begin RECORDS FOR THIS TASK

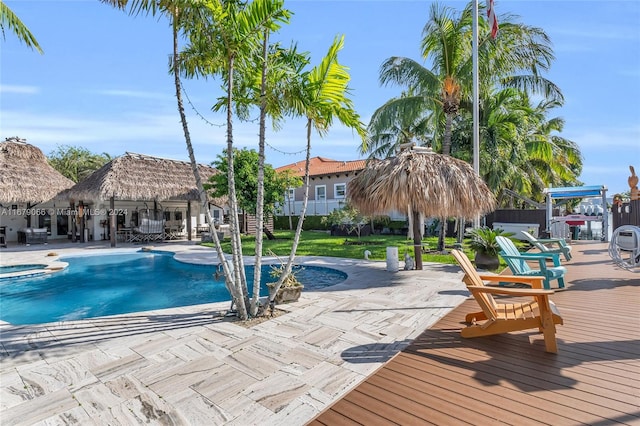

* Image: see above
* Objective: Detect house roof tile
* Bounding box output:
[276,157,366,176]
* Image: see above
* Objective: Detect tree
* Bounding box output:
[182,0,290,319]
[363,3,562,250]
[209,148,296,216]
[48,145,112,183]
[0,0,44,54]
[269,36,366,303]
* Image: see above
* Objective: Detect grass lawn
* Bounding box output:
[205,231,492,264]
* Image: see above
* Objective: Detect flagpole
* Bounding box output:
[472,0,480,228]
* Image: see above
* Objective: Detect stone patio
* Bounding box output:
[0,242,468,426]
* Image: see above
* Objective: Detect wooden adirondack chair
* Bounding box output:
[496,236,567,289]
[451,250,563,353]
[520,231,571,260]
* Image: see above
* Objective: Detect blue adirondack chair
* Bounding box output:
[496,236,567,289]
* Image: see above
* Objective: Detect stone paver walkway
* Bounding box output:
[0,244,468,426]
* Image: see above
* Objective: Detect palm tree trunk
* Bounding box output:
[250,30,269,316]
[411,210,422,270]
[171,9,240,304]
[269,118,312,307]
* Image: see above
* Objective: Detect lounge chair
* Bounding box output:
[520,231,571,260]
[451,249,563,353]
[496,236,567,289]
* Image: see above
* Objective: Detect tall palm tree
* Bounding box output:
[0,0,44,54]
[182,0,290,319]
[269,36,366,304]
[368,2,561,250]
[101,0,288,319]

end RECORDS FOR THIS TASK
begin RECORDS FOR THIS TASK

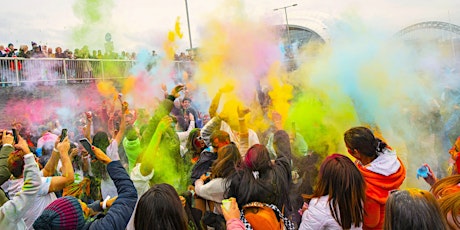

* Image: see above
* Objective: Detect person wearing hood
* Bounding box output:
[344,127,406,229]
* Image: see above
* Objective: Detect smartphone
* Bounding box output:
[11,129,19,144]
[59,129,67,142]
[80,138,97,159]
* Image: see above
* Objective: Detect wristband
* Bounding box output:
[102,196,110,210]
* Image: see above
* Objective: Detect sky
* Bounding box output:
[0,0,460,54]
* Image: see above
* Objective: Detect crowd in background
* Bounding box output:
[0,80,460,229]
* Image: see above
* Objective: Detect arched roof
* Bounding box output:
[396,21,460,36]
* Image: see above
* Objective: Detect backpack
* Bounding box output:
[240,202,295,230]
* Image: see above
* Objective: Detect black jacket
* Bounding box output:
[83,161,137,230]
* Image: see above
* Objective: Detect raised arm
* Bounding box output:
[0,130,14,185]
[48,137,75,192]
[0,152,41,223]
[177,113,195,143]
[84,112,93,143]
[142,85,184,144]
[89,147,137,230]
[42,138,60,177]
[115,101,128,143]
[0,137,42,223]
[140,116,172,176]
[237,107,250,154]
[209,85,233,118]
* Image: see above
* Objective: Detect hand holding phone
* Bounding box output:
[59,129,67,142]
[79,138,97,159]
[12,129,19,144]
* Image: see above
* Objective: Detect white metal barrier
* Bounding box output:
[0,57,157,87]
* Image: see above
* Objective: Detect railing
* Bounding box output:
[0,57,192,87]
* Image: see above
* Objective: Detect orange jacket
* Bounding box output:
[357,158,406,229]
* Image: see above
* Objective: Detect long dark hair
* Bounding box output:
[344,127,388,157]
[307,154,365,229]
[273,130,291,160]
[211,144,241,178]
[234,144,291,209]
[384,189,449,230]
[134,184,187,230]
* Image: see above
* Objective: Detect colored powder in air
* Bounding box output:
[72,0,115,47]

end RECORDS FOR THIS TASK

### [DESCRIPTION OF THE TASK]
Pull out every line in the records that contains the word "roof", and copy each one.

### [COMPLETE RESPONSE]
* Objective: Detect house roof tile
* Objective: Detect arched roof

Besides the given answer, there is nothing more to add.